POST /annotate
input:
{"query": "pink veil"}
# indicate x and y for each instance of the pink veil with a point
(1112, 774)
=======
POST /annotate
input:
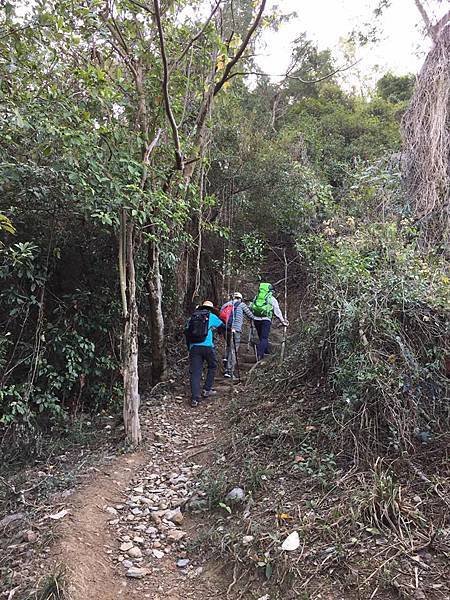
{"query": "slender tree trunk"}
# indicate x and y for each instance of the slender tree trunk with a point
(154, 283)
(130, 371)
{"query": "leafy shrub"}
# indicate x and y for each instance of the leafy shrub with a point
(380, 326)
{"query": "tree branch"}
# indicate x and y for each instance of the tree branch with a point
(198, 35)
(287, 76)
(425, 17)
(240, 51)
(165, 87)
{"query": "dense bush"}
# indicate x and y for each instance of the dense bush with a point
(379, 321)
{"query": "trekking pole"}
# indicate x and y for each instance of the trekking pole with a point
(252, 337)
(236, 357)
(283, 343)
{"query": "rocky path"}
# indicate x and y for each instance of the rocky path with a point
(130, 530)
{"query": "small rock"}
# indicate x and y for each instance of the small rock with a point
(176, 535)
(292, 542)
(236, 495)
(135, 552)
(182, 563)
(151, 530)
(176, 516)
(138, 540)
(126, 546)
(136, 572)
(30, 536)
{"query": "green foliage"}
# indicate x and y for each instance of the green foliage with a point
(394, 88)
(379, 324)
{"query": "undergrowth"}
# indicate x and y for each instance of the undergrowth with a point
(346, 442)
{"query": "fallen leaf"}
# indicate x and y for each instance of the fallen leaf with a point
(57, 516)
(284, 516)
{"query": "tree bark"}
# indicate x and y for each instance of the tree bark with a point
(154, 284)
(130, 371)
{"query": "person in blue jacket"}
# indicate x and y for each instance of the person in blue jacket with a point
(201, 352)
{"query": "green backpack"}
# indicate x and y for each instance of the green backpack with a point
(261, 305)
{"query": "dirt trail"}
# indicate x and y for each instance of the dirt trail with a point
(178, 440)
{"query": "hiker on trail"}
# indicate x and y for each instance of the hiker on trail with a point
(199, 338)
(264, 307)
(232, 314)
=======
__SHORT EXERCISE__: Find each line above that contains the word "undergrowth" and copy it out in full. Case counts.

__FULL SOLUTION__:
{"query": "undergrowth"}
# indicate x and y for each instance of the undergrowth with a point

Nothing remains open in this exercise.